- YOUR INSTRUCTIONS -
Rewrite the listing below with every "bounding box" changed to "box coordinates" and all other text unchanged. Leave the pictures out of your answer.

══ LISTING

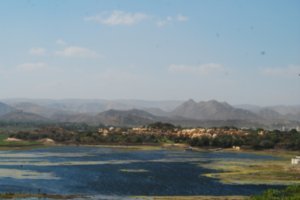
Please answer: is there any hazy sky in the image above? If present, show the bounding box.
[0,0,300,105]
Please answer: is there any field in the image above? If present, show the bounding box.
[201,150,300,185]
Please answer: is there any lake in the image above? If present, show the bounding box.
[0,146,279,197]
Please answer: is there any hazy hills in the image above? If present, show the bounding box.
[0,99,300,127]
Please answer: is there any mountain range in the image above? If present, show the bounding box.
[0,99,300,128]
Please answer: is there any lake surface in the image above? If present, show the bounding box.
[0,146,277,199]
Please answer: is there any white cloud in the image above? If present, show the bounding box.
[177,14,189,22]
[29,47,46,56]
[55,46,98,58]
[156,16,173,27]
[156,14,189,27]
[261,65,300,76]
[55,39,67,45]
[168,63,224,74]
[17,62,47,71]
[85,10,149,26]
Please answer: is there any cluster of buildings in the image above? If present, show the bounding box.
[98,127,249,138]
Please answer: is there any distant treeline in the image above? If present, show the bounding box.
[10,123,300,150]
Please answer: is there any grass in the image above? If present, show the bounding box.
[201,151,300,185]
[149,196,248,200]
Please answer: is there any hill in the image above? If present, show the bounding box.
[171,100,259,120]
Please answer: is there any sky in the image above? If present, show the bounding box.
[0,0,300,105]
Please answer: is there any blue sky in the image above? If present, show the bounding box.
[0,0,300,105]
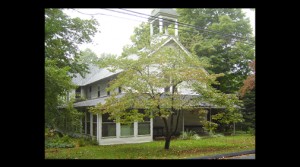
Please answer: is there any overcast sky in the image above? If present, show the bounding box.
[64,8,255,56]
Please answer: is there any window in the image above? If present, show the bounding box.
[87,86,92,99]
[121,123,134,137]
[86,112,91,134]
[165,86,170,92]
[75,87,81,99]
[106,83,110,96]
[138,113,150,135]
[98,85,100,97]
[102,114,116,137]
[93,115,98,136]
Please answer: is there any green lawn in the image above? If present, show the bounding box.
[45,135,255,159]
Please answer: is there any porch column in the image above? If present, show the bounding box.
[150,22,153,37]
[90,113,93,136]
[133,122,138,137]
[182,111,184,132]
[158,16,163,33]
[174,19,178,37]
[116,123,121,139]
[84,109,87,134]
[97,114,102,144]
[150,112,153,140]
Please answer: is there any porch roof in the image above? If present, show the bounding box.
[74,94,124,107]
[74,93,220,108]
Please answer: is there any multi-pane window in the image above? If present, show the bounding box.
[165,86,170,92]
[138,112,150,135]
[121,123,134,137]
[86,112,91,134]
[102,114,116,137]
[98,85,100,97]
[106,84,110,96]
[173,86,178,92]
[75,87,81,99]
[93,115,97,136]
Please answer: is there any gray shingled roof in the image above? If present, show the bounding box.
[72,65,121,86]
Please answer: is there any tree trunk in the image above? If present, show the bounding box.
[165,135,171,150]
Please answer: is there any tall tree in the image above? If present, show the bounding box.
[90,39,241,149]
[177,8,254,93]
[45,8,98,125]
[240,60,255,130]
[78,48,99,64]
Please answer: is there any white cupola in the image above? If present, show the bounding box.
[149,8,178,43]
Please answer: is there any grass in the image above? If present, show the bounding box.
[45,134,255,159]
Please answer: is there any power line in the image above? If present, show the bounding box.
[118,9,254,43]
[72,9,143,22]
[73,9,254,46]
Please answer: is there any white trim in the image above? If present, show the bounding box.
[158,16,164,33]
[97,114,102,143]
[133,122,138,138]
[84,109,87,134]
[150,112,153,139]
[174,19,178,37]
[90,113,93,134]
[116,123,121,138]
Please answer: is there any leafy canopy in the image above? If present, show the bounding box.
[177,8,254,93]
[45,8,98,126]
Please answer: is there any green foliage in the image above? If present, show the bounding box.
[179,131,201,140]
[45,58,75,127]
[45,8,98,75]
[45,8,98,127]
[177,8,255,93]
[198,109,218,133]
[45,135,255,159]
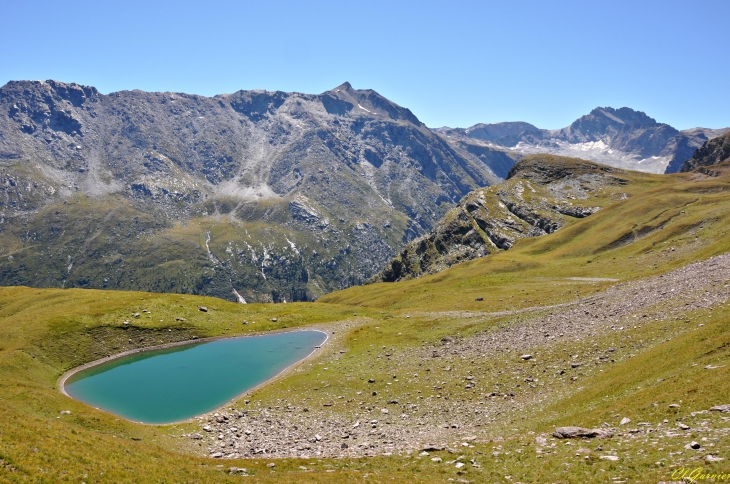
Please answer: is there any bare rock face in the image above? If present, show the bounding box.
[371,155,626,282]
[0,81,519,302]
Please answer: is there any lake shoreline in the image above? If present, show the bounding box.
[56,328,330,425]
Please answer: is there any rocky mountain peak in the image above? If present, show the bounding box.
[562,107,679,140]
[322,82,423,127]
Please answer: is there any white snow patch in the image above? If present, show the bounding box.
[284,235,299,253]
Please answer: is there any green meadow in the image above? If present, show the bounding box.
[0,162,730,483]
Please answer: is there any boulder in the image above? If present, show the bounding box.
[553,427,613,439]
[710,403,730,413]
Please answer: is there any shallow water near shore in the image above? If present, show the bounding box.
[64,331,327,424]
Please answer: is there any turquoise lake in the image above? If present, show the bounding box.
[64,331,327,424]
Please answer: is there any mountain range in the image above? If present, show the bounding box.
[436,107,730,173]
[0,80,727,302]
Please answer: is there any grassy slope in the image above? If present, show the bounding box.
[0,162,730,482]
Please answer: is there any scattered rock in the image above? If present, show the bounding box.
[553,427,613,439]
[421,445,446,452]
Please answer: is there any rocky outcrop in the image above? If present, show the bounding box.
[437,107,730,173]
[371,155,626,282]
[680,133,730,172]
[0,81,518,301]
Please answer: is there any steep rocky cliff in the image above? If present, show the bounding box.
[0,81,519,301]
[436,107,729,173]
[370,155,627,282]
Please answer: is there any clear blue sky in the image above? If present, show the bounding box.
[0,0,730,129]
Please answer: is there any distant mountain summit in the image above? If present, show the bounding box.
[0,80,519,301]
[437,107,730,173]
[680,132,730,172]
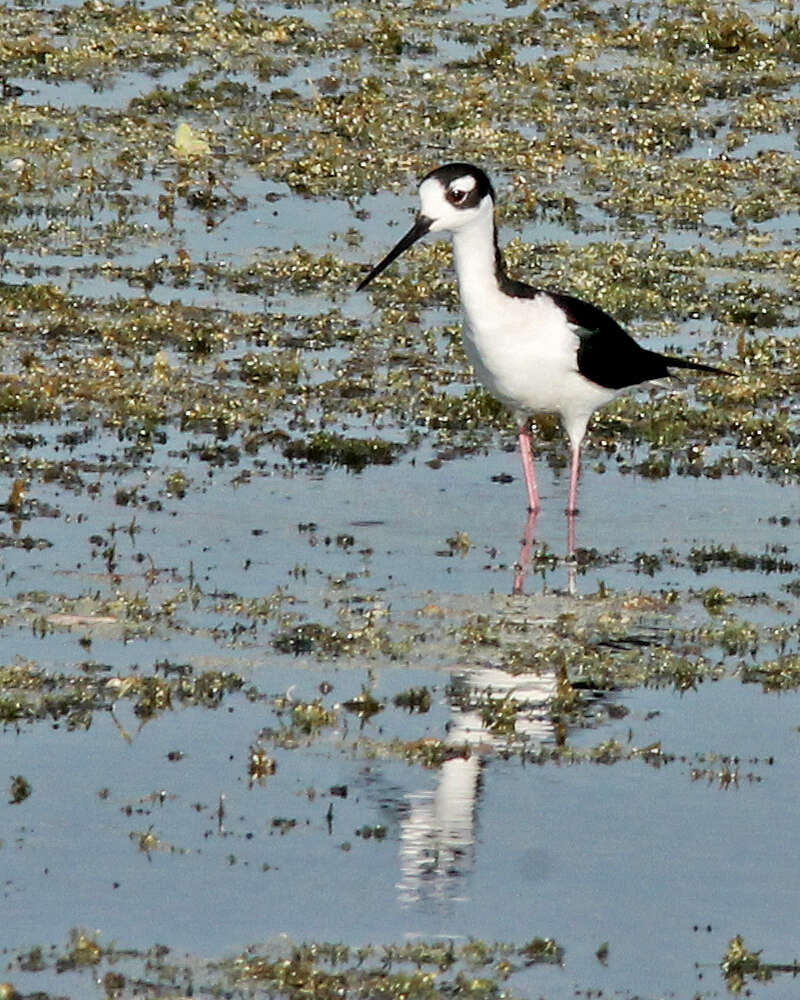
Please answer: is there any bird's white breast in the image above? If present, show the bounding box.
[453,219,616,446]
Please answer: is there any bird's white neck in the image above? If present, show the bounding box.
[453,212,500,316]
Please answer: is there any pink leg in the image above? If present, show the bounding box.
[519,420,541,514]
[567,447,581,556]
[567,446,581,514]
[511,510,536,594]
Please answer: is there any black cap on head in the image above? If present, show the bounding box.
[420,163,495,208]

════

- IN RESPONSE -
Please answer: is there any hazy sky in the image above? If present, show the box coordinates.
[0,0,300,105]
Please answer: is there any field in the image above? If present, show the box coordinates.
[201,150,300,185]
Please answer: is there any lake in the image above? If present, show the box coordinates.
[0,146,279,197]
Please answer: is there any hazy hills in the image above? If present, show the box coordinates.
[0,99,300,127]
Please answer: is there any mountain range in the image above? If present, show the box coordinates.
[0,99,300,128]
Please answer: is there any lake surface in the image above? If present, show the box coordinates.
[0,146,277,199]
Please answer: is there any white cloud in the image above? If present, show the box coordinates.
[177,14,189,22]
[29,47,46,56]
[55,46,98,58]
[156,16,173,27]
[156,14,189,27]
[261,65,300,76]
[55,39,67,45]
[168,63,224,74]
[17,62,47,71]
[85,10,149,26]
Please answer: is there any cluster of buildings in the image above? If present, show the box coordinates.
[98,127,249,138]
Please answer: is there any distant treeline in the image above? If present, show the box coordinates.
[10,123,300,150]
Please answer: is there any grass in the image above? If present, show the box coordinates.
[201,151,300,185]
[149,196,248,200]
Please answer: is there any hill in the image above? If present, show the box coordinates.
[171,100,259,120]
Please answer: is there any sky in the image above? If present, show the box coordinates.
[0,0,300,105]
Please answer: is there any blue sky in the image above? If present, show the box coordinates.
[0,0,300,105]
Please answer: is there any overcast sky in the image above? If present, show the box coordinates.
[64,8,255,56]
Please answer: is there any window in the image above? If present, show the box coordinates.
[87,86,92,99]
[121,123,134,137]
[86,112,91,134]
[165,86,170,92]
[75,87,81,99]
[106,83,110,96]
[138,113,150,135]
[98,85,100,97]
[102,114,116,137]
[93,115,98,136]
Please answer: is there any green lawn in the image above? If present, show the box coordinates.
[45,135,255,159]
Please answer: is there any porch column in the image above? If present, show the box coordinates.
[150,22,153,37]
[90,113,93,136]
[133,122,138,137]
[182,111,184,132]
[158,16,163,33]
[174,19,178,37]
[116,123,121,139]
[84,109,87,134]
[97,114,102,144]
[150,112,153,140]
Please answer: is there any porch roof in the image above? If present, show the box coordinates.
[74,94,124,107]
[74,93,220,108]
Please answer: is there any multi-pane window in the image above? If present, show the box coordinates.
[165,86,170,92]
[138,112,150,135]
[121,123,134,137]
[86,112,91,134]
[102,114,116,137]
[98,85,100,97]
[106,84,110,96]
[173,86,178,92]
[75,87,81,99]
[93,115,97,136]
Please answer: is there any gray shingled roof in the image above? If present, show the box coordinates.
[72,65,121,86]
Please answer: is there any tree trunk in the image above? If present, show the box coordinates.
[165,135,171,150]
Please answer: is there any tall tree in the image above? If present, show the box coordinates.
[90,39,241,149]
[177,8,254,93]
[45,8,98,125]
[240,60,255,130]
[78,48,99,64]
Please answer: is there any white cupola in the image above? If present, show the box coordinates.
[149,8,178,43]
Please answer: is there any grass in the image above? If present, show the box coordinates.
[45,134,255,159]
Please answer: is there any power line in the image above? If present, show the box coordinates.
[118,9,254,43]
[72,9,143,22]
[73,9,254,46]
Please answer: is there any white trim in the image above? If present, show the box coordinates.
[158,16,164,33]
[97,114,102,143]
[133,122,138,138]
[84,109,87,134]
[150,112,153,139]
[174,19,178,37]
[90,113,93,134]
[116,123,121,138]
Please answer: is there any leafy canopy in the image above? If present, show the box coordinates.
[177,8,254,93]
[45,8,98,126]
Please answer: is there any green foliage in the image above? If present, show the box coordinates.
[179,131,201,140]
[45,58,75,127]
[45,8,98,75]
[45,8,98,127]
[177,8,255,93]
[198,109,218,133]
[45,135,255,159]
Please answer: is there any bare rock face in the image above? If present, show the box coordinates.
[371,155,626,282]
[0,81,519,302]
Please answer: is there any lake shoreline in the image above? If present, show the box coordinates.
[56,328,330,425]
Please answer: is there any rocky mountain peak in the image above? If present, show the box coordinates.
[562,107,679,140]
[322,82,423,127]
Please answer: is there any white snow patch in the image above? If present, show the box coordinates.
[284,235,299,253]
Please answer: is there any green meadow in the image above? If present, show the box coordinates.
[0,162,730,483]
Please answer: is there any boulder in the image above? If present, show the box coordinates.
[553,427,613,439]
[710,403,730,413]
Please answer: is there any shallow water near shore in the image above? If present, show the box coordinates.
[64,331,327,424]
Please answer: is there any turquoise lake in the image above? If present, show the box coordinates.
[64,331,327,424]
Please answer: is there any mountain range in the image above? If present, show the box coordinates.
[436,107,730,173]
[0,80,727,302]
Please answer: is there any grassy slope in the image above? If present, show the box coordinates.
[0,162,730,482]
Please answer: is there any scattered rock in the image above? If present, show the box coordinates.
[553,427,613,439]
[421,445,446,452]
Please answer: is there any rocky outcrop in the image above? If present, show the box coordinates.
[437,107,730,173]
[371,155,626,282]
[680,133,730,172]
[0,81,518,301]
Please answer: is there any steep rocky cliff in the image above? If present, show the box coordinates.
[0,81,519,301]
[436,107,729,173]
[370,155,627,282]
Please answer: is there any clear blue sky in the image above? If present, show the box coordinates.
[0,0,730,129]
Please answer: is there any distant mountain summit in the image above? If present, show the box coordinates.
[0,80,519,301]
[437,107,730,173]
[680,132,730,172]
Please answer: is there any bird's white breast in the image above? If present, show the box coordinates.
[453,219,616,446]
Please answer: is there any bird's white neck in the image above? If present, show the box coordinates.
[453,212,500,316]
Please answer: is there any pink leg in the image above? If present, show the box coordinates.
[519,420,541,514]
[567,447,581,556]
[567,446,581,514]
[511,510,536,594]
Please answer: is there any black cap on head in the image above? If present, show the box coordinates.
[420,163,495,208]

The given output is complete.